* **Given data**:
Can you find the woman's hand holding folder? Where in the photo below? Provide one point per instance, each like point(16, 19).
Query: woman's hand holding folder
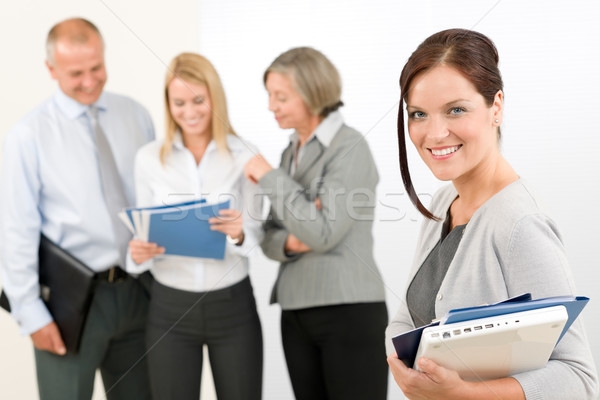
point(142, 251)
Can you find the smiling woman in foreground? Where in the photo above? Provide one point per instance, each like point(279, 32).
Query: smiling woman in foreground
point(485, 239)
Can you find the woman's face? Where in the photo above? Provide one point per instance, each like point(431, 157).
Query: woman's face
point(190, 107)
point(450, 124)
point(290, 110)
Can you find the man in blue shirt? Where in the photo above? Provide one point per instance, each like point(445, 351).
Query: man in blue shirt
point(52, 183)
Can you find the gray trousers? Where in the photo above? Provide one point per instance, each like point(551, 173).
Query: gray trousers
point(180, 323)
point(113, 341)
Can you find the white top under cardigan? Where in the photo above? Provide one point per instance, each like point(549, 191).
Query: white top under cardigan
point(509, 247)
point(218, 177)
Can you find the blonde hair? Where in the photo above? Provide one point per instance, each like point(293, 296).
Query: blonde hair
point(314, 77)
point(196, 69)
point(75, 30)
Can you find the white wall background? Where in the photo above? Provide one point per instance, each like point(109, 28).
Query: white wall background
point(547, 53)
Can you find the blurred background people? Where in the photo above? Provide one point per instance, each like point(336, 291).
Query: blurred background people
point(201, 301)
point(67, 170)
point(320, 229)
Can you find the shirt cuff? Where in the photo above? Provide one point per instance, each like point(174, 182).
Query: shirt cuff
point(136, 269)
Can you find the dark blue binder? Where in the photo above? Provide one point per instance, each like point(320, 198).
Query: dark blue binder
point(185, 231)
point(407, 344)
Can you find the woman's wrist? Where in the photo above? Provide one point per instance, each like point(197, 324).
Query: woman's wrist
point(238, 240)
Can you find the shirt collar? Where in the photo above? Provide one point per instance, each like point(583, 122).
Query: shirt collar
point(233, 144)
point(325, 131)
point(72, 108)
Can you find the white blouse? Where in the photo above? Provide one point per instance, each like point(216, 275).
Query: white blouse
point(218, 177)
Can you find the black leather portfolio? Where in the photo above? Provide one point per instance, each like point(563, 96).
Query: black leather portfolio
point(66, 286)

* **What is needed**: Rewrite all of the lines above with "blonde hair" changed to "fair hair" and nothing else altered. Omit the picture from your version.

* **Solution for this problem**:
Can you find the woman's hand holding folder? Where in the photo below? Provide one point per instance, each like point(16, 19).
Query: woman's hand holding folder
point(142, 251)
Can you find the smiling woman in foreground? Where in the photo above? Provide one point per instance, each like point(279, 32).
Query: smiling woman in foreground
point(485, 239)
Can you find the woman's face? Where in the photo above? Provide one point per instance, each like point(431, 157).
Query: woman's face
point(190, 107)
point(450, 124)
point(290, 110)
Can you find the man in blue shirt? Where in the photo above? Provide one point per instance, each like point(445, 351).
Query: man in blue shirt
point(52, 183)
Can you find the gray trousers? Where in the photo above? Provide one point per instance, each like point(551, 173).
Query: gray trousers
point(180, 323)
point(113, 341)
Can you find the white top under cardigan? Where in the photo above? Provide one point per instance, each like point(549, 191).
Query: white top under cardigan
point(509, 247)
point(218, 177)
Can you find the fair hair? Where in the photo above? Provide one point per instance, each like point(293, 296).
Query: fair hair
point(314, 77)
point(196, 69)
point(75, 30)
Can you find the white wall background? Where in the photo above? Provide one point per instance, each like point(109, 28).
Query: white wall background
point(547, 53)
Can you find the blurred background people? Where in the photo above? Provide one point per instance, each like point(336, 291).
Query: blurred background people
point(201, 301)
point(67, 170)
point(320, 229)
Can you find the shirt cuff? Where in the photo above? Provide one point per instance, each like point(174, 182).
Query: shirt cuff
point(136, 269)
Can you find the dark blue binder? Where in the photo above? Provide one point per instance, each like point(320, 198).
Query: dark blue binder
point(185, 231)
point(407, 344)
Can you find the woman's wrist? Where in the photo above? Provide one point per instance, each like point(197, 324).
Query: woman's wrist
point(238, 240)
Can you find the shirt collar? Where in the photo above? Provide one point per instance, each like point(583, 122).
Query: shirt collar
point(233, 144)
point(325, 131)
point(72, 108)
Can you find the white blouse? Where in the photo above? Provide one point per instance, each like point(216, 275).
Query: white blouse
point(218, 177)
Can you find the black leather portfolio? Where in the photo above? Provide one point per instance, each like point(563, 96).
Query: black leather portfolio
point(66, 286)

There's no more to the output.